** start SUPPLIED RECORDS **
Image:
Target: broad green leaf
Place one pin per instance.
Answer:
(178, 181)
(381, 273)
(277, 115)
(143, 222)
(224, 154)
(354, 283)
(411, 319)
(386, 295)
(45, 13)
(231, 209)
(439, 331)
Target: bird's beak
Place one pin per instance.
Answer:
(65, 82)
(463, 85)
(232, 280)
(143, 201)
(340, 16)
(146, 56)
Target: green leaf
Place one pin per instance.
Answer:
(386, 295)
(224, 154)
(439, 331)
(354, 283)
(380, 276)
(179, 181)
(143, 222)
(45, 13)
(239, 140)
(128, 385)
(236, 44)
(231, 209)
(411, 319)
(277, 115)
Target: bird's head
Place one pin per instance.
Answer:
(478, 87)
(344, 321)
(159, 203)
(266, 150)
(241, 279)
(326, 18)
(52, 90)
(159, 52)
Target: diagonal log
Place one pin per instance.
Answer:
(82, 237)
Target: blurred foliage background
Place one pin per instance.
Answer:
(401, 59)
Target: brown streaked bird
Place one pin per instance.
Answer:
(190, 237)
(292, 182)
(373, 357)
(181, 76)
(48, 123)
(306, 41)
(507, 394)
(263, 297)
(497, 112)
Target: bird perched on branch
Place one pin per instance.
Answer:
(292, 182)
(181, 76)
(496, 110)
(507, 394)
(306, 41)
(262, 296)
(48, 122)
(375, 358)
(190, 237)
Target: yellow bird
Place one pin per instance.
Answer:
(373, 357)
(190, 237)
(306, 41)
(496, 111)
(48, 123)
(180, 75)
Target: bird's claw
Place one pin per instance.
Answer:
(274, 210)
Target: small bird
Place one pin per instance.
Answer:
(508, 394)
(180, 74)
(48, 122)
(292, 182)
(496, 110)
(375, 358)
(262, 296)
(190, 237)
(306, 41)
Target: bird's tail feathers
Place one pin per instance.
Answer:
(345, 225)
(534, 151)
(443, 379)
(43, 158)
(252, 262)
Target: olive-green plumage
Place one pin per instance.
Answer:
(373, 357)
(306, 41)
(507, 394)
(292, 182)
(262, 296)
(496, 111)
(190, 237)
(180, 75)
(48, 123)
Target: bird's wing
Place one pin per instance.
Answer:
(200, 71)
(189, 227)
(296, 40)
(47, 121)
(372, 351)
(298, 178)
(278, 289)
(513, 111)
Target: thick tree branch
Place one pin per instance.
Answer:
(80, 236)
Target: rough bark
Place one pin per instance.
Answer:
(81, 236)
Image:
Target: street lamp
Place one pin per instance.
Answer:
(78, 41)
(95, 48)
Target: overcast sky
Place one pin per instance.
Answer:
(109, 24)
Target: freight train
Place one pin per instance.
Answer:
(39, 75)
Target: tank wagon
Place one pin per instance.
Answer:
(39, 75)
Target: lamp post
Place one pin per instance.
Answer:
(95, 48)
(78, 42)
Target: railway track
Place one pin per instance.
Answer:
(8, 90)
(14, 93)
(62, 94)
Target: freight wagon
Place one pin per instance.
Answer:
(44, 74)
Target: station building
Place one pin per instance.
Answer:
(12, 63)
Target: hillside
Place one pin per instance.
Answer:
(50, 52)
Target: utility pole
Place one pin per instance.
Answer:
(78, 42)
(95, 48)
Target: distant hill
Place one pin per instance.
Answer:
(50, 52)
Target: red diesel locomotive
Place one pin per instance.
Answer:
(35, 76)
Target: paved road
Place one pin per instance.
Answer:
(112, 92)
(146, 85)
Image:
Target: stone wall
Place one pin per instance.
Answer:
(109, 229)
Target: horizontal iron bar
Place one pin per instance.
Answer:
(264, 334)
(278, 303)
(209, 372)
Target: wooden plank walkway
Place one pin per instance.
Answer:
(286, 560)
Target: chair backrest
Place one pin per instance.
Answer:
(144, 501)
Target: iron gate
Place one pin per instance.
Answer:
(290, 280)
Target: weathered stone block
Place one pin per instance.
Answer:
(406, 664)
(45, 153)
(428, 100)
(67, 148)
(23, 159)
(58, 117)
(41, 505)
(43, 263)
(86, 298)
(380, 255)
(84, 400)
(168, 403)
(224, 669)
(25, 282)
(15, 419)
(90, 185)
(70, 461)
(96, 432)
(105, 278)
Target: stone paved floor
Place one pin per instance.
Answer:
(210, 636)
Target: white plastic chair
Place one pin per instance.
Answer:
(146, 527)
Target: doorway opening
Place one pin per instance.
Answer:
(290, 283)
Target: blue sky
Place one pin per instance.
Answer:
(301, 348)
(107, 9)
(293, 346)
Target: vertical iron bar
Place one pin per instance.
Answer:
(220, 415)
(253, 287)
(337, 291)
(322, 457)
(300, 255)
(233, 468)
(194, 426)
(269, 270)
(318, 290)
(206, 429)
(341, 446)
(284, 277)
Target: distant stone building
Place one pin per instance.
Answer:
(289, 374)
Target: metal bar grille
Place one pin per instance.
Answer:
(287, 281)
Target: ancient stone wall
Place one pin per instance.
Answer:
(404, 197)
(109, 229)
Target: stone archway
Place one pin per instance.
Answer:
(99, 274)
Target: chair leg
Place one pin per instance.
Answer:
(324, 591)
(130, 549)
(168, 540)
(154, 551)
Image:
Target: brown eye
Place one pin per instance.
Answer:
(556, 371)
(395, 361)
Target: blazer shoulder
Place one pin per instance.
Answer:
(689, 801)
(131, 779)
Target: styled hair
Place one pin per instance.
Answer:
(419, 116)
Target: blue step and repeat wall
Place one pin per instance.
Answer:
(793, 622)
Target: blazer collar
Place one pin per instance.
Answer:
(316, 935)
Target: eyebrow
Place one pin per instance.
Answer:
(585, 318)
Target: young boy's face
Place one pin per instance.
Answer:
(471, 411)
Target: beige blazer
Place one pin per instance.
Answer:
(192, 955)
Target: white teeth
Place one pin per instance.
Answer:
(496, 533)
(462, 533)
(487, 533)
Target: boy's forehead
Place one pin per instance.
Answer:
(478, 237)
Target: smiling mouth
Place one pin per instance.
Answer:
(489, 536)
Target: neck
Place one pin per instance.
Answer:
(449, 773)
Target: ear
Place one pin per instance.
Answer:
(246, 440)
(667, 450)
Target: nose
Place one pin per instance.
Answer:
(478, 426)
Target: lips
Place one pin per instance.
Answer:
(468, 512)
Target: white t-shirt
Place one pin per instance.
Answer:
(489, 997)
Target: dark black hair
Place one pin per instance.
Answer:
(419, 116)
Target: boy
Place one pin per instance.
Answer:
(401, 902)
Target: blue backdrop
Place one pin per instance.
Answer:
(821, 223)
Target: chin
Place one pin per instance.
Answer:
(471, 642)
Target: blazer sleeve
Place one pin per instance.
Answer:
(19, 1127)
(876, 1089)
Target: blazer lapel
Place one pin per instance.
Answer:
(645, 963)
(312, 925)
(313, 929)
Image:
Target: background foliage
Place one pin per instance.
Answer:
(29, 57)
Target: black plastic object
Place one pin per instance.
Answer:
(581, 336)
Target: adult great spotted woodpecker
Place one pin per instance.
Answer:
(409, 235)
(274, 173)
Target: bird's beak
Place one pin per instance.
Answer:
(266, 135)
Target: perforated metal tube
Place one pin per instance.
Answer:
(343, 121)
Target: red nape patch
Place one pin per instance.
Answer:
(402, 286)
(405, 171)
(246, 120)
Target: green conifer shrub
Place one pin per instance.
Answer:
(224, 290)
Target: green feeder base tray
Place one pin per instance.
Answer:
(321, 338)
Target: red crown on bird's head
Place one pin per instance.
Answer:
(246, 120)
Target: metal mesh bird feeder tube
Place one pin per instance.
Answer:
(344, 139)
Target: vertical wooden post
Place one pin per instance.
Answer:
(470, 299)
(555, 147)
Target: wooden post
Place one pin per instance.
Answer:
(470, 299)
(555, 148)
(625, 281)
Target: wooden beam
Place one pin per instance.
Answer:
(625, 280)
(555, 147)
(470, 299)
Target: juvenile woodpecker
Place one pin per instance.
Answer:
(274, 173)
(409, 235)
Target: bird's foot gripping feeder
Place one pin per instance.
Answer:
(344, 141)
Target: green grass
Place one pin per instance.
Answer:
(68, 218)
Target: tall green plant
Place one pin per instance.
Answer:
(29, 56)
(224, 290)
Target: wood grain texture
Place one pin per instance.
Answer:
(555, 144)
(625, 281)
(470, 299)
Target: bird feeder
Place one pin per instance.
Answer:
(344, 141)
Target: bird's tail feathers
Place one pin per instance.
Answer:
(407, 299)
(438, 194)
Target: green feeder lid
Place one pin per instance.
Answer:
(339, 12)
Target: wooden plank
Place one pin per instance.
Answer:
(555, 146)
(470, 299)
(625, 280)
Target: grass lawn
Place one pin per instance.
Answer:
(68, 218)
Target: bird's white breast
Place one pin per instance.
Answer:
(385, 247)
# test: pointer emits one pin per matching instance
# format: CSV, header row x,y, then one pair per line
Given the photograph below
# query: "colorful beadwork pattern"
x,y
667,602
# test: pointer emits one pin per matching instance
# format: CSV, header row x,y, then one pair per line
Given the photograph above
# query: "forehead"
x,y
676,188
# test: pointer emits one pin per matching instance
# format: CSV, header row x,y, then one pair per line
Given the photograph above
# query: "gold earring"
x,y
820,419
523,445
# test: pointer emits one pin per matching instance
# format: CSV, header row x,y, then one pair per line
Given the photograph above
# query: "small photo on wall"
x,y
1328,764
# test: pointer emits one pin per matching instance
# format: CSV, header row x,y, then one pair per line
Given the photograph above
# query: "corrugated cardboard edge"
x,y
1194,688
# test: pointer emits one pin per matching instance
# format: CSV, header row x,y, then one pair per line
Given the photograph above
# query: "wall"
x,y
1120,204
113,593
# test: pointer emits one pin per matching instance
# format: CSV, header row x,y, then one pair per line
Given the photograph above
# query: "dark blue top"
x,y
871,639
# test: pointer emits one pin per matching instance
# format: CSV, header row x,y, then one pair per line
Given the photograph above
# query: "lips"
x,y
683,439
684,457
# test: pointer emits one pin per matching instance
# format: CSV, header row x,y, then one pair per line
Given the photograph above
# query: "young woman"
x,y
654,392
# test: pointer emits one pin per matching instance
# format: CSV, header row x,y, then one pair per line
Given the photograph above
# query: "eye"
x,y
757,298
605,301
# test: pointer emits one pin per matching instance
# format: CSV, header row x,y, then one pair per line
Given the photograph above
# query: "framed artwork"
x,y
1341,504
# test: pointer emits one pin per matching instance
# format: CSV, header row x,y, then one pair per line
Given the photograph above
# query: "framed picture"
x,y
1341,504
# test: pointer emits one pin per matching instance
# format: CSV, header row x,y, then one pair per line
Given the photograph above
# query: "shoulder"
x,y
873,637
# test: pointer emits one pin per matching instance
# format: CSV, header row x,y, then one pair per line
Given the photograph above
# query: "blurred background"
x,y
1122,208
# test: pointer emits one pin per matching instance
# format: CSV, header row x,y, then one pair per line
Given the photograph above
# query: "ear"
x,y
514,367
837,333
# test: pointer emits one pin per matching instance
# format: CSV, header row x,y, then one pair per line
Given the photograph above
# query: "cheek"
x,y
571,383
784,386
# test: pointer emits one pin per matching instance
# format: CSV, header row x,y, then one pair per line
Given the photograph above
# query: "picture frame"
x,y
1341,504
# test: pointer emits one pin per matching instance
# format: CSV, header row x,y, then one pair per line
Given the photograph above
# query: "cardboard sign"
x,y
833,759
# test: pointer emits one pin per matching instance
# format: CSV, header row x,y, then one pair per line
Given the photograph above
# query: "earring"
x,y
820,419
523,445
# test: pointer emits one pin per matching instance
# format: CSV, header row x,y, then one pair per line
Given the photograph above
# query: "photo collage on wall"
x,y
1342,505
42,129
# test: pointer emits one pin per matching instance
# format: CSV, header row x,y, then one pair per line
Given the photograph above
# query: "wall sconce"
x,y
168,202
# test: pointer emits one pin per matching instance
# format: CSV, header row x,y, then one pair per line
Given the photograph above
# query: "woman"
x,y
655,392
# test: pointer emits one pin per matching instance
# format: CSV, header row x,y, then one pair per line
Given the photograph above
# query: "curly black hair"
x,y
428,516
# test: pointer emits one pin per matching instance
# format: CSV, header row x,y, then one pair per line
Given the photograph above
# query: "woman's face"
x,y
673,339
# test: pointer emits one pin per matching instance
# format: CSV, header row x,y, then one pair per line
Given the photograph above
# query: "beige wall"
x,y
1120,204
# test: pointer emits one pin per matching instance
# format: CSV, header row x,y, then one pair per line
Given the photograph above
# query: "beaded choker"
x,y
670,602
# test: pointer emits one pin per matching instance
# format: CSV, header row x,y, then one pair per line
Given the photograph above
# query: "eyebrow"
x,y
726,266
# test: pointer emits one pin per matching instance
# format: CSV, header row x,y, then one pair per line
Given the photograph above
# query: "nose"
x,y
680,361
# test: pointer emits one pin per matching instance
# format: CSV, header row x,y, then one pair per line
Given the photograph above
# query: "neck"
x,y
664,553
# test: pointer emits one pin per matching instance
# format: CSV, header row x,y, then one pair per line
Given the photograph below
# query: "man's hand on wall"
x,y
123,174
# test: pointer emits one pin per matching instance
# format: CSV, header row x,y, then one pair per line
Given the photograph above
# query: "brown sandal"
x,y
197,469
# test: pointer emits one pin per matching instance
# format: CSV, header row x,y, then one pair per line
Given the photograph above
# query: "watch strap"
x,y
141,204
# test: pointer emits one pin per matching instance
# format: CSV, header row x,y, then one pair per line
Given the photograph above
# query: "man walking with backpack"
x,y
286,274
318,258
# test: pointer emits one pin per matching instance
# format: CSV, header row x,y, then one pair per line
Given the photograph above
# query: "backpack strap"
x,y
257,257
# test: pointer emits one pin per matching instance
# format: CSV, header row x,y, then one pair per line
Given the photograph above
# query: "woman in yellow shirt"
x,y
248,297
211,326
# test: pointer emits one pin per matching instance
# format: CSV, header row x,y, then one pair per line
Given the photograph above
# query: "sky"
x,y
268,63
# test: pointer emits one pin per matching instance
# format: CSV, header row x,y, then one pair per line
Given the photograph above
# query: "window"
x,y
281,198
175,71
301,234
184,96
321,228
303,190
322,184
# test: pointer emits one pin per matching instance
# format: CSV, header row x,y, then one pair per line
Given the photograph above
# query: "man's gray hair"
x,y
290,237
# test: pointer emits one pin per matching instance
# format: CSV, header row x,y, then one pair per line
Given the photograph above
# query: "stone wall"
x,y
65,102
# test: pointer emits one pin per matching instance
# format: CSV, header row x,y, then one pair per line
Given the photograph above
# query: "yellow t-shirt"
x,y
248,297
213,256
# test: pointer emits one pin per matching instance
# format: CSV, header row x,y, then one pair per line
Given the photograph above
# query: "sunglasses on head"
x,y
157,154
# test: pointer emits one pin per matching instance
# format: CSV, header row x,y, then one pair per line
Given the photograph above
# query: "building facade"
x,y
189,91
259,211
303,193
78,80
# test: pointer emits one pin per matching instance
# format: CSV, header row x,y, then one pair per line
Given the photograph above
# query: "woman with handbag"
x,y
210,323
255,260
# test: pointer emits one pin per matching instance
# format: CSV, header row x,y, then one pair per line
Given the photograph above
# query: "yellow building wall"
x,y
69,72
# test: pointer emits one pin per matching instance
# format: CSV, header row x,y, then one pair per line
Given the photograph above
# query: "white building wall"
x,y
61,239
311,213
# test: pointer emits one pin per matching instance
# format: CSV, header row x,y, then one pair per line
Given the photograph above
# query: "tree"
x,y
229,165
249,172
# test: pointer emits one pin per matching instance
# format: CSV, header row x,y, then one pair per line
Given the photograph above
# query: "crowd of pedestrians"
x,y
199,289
** end SUPPLIED RECORDS **
**WHAT IS BEING ASKED:** Copy out every line of the items above that contains the word "chair".

**EXERCISE ANSWER:**
Target: chair backrest
Target: white plastic chair
Target: chair leg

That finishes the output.